(Records from a collection)
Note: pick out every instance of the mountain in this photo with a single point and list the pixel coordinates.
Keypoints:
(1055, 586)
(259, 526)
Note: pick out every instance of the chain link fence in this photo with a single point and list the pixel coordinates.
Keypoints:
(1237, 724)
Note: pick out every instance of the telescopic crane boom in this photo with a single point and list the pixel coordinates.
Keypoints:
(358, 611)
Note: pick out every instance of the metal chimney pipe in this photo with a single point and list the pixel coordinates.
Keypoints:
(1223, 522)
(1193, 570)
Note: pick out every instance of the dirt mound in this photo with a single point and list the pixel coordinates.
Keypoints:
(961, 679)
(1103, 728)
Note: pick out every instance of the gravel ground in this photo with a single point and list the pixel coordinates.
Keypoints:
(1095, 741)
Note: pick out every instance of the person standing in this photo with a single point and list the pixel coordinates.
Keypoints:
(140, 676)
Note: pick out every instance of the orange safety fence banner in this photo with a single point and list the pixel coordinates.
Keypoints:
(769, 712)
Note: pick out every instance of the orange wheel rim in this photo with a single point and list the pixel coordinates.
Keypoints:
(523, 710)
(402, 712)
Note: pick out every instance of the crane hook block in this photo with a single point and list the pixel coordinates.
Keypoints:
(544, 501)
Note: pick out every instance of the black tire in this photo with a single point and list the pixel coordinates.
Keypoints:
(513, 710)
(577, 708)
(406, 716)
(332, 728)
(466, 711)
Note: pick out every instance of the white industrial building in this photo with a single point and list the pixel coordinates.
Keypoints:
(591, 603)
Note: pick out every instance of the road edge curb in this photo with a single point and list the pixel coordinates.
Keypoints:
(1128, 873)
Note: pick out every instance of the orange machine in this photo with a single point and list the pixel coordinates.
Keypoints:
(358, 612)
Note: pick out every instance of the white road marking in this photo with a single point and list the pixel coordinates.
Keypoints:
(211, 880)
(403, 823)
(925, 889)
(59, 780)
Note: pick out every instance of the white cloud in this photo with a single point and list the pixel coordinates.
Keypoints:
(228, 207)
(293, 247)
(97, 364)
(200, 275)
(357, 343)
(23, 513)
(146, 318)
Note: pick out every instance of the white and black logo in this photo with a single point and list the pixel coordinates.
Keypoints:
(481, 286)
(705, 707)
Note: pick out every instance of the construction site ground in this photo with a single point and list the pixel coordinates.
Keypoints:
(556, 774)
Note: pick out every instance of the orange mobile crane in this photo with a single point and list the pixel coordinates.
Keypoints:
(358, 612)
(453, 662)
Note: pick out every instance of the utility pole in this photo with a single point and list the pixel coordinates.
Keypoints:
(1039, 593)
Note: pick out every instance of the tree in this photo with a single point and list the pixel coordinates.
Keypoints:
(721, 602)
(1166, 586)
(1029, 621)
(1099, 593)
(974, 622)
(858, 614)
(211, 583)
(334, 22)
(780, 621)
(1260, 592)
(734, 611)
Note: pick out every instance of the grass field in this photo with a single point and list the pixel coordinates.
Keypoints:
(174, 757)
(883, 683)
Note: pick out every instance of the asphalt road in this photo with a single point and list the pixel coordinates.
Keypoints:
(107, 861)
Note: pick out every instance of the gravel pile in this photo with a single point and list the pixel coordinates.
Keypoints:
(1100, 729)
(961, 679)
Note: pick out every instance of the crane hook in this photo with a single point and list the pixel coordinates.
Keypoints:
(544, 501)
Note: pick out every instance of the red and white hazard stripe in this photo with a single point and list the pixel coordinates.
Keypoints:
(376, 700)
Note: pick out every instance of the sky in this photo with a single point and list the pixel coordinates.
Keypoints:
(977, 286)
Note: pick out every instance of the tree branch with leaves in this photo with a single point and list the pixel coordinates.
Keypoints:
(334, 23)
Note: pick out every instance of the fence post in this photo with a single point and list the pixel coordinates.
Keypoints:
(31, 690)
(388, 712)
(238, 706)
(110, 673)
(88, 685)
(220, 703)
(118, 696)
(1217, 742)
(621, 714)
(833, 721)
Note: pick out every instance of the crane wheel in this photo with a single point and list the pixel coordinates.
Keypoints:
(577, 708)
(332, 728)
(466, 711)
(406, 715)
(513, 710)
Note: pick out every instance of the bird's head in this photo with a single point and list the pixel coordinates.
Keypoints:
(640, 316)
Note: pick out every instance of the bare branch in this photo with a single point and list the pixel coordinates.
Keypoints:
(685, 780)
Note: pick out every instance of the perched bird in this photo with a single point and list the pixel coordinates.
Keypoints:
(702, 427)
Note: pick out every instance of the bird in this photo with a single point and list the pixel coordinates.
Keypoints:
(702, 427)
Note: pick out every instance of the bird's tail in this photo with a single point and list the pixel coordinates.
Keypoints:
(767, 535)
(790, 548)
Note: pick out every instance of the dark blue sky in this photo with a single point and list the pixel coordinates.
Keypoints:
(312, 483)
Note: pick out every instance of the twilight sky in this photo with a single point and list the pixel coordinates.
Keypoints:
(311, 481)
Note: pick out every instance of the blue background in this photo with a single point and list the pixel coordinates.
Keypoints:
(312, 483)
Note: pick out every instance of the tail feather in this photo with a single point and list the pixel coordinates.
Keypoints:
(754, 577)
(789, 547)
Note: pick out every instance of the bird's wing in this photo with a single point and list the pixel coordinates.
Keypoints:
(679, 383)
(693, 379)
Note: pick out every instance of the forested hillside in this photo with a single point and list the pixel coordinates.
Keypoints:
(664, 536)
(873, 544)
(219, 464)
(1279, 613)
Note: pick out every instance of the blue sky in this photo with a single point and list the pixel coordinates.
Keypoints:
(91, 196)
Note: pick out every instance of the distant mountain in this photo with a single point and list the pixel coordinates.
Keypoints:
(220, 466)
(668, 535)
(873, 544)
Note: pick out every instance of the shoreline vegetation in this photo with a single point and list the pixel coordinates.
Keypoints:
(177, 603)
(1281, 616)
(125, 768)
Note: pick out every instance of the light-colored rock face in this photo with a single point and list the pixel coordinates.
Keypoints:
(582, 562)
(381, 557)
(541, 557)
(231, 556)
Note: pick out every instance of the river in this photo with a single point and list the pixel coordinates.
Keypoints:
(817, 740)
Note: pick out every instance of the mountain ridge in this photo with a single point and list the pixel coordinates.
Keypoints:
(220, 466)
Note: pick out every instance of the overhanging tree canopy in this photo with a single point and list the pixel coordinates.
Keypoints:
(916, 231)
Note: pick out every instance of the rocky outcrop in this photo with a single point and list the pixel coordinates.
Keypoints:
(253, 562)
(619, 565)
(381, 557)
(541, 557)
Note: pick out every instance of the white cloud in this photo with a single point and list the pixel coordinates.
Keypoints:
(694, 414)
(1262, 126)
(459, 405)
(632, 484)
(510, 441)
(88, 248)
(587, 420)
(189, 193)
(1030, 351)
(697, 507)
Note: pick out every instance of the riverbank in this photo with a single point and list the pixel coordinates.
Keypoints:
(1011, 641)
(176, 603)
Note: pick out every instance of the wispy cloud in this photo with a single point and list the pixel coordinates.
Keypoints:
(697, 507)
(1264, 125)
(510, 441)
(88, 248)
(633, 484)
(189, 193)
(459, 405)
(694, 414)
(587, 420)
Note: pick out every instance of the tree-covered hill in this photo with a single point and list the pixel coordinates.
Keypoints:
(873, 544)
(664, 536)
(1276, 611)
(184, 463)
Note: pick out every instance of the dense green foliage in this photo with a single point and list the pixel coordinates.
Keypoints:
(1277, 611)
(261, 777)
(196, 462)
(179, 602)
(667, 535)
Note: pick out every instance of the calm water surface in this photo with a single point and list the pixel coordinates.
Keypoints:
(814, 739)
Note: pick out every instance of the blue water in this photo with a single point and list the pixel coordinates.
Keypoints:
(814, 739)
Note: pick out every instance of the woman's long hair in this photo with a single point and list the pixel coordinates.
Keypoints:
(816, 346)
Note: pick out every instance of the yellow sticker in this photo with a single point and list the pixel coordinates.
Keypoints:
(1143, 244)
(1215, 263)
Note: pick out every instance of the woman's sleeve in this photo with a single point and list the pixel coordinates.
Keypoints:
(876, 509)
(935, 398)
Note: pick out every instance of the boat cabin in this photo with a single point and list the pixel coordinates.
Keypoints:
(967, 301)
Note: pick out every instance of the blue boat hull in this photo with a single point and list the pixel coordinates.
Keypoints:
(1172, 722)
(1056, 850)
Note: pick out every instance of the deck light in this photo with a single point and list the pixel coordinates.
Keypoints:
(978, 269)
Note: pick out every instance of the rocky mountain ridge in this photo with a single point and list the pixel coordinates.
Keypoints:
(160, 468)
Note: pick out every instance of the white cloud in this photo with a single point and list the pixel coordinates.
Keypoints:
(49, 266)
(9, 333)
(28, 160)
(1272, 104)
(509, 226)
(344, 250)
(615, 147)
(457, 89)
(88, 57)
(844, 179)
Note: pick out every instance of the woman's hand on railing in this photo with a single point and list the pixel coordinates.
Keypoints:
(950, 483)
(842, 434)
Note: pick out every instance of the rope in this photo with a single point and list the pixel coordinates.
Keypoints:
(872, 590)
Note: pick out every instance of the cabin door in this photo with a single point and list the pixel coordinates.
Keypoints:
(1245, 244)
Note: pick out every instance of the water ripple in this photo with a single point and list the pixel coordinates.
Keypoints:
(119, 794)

▶ PROBLEM STATEMENT: Rewrite the stretch of data from its first line through the line containing "(1103, 728)" as a JSON list of strings, one string per line, leaving out any blank lines.

▶ THE COMPLETED TASK:
[
  "Note: pick out every instance of the mountain in this photo with a single point and list the pixel coordinates.",
  "Keypoints:",
  "(1055, 586)",
  "(259, 526)",
  "Note: pick out every instance of the chain link fence in this photo with a single point and list the pixel coordinates.",
  "Keypoints:",
  "(1237, 724)",
  "Note: pick out every instance of the telescopic crane boom in this photo with a single point and list the pixel coordinates.",
  "Keypoints:",
  "(358, 611)",
  "Note: pick out every instance of the metal chimney pipe in this photo with a single point and list the pixel coordinates.",
  "Keypoints:",
  "(1223, 522)",
  "(1193, 570)",
  "Note: pick out every instance of the dirt mound in this photo with a single point and list the pixel coordinates.",
  "Keypoints:",
  "(961, 679)",
  "(1103, 728)"
]